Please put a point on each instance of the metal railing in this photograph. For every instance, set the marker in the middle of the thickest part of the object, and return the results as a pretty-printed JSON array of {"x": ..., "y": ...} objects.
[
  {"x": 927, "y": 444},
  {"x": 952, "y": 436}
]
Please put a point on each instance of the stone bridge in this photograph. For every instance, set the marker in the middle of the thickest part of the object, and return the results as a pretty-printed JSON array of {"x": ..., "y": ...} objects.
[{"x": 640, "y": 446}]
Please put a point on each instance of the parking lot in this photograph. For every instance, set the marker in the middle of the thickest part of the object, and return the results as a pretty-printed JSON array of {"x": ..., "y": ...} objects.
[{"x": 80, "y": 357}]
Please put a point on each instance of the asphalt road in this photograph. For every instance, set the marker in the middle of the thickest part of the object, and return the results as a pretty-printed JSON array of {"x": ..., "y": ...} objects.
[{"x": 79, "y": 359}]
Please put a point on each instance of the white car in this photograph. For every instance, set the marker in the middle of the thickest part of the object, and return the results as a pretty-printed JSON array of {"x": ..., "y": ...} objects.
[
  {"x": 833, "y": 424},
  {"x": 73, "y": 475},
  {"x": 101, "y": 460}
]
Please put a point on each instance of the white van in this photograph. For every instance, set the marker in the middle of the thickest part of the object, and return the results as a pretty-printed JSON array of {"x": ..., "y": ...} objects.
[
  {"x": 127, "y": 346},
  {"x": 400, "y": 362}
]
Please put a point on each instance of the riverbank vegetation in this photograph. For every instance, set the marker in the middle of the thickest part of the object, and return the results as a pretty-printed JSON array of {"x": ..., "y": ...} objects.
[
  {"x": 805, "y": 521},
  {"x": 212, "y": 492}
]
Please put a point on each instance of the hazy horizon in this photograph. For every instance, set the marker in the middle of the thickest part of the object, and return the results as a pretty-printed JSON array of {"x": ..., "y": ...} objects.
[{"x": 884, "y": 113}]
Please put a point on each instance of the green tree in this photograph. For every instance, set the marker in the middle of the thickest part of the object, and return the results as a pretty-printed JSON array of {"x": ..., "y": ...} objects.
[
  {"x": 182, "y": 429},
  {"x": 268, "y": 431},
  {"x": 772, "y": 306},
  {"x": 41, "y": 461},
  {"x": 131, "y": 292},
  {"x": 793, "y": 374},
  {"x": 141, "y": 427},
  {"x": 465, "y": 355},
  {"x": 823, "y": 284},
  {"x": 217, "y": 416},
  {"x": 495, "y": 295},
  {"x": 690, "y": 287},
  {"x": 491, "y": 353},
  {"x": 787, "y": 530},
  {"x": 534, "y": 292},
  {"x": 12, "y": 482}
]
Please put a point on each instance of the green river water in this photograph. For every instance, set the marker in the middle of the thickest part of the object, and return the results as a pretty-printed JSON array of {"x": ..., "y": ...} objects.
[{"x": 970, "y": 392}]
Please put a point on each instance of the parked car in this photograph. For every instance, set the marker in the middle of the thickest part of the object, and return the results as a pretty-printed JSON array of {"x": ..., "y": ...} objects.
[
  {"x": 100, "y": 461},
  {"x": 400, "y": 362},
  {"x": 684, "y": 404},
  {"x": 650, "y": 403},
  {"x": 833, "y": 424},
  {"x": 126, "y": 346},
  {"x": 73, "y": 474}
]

++++++++++++++++++++

**Work item**
What's wanted is each line above, transcribed with nothing altered.

**Response area**
Please put a point on each instance of the metal railing in this photograph. For every instance, set the marker in the middle of the thickest part of the object, and return the results as a pretty-printed JSON array of {"x": ..., "y": ...} objects.
[
  {"x": 927, "y": 444},
  {"x": 952, "y": 436}
]
Please put a point on each instance of the stone bridge in this photograph. For every instance, set the marker in the middle of the thickest part of the object, and return the results as a pretty-printed JSON array of {"x": ..., "y": ...} objects.
[{"x": 640, "y": 446}]
Please put a point on each instance of the parking lot in this photograph. For every instance, set the marker in the middle of the thickest part of the object, and return the results as a pretty-printed JSON array of {"x": ..., "y": ...} objects.
[{"x": 80, "y": 357}]
Please put a point on each instance of the asphalt road in this photograph. For every instance, set the marker in the middle of the thickest part of the object, and return the results as a pretty-printed JSON array of {"x": ..., "y": ...} objects.
[{"x": 79, "y": 359}]
Please put a point on each instance of the white car in this photograph. For every instance, set the marker in the middle of the thickest part of the object, and return the results as a pretty-printed JSON array of {"x": ..., "y": ...} objects.
[
  {"x": 833, "y": 424},
  {"x": 73, "y": 475},
  {"x": 101, "y": 460}
]
Please put a point on each instance of the white van in this photograph. For every instance, set the marker in the middle of the thickest part of the object, and return the results as a pretty-printed JSON array of {"x": ..., "y": ...} objects.
[
  {"x": 127, "y": 346},
  {"x": 400, "y": 362}
]
Please put a point on each instance of the riverbank vegetation in this photograph. For every instance, set the marker in the middle of the thickest part of the object, and return the results as a pretty-printed JSON array of {"x": ..., "y": ...} objects.
[
  {"x": 805, "y": 521},
  {"x": 212, "y": 492}
]
Please put a point on each instance of the hazy horizon in this photograph. For every instance, set the marker in the middle of the thickest part of the object, and return the results as a pretty-printed JSON array of {"x": ..., "y": ...} objects.
[{"x": 884, "y": 113}]
Please put a point on each instance of the green tree in this photograph. For every instance, set the marker in the middle of the thickest part of the object, and return the results as a pretty-printed JSON array of {"x": ..., "y": ...} objects.
[
  {"x": 182, "y": 429},
  {"x": 268, "y": 431},
  {"x": 772, "y": 306},
  {"x": 41, "y": 461},
  {"x": 131, "y": 292},
  {"x": 793, "y": 374},
  {"x": 141, "y": 427},
  {"x": 465, "y": 355},
  {"x": 823, "y": 284},
  {"x": 217, "y": 416},
  {"x": 495, "y": 295},
  {"x": 690, "y": 287},
  {"x": 491, "y": 353},
  {"x": 787, "y": 530},
  {"x": 534, "y": 292},
  {"x": 12, "y": 482}
]
Please put a point on each instance of the green river water in this photograph. For every instance, set the marker in the middle of the thickest part of the object, and return the results as a pretty-printed JSON array of {"x": ..., "y": ...} objects.
[{"x": 970, "y": 392}]
Please put a point on each instance of the parked car in this photograph. For every instance, set the marker in the middle of the thickest part of the object, and return the results as a pretty-printed JSON array of {"x": ..., "y": ...} objects.
[
  {"x": 100, "y": 461},
  {"x": 400, "y": 362},
  {"x": 684, "y": 404},
  {"x": 650, "y": 403},
  {"x": 833, "y": 424},
  {"x": 126, "y": 346},
  {"x": 73, "y": 474}
]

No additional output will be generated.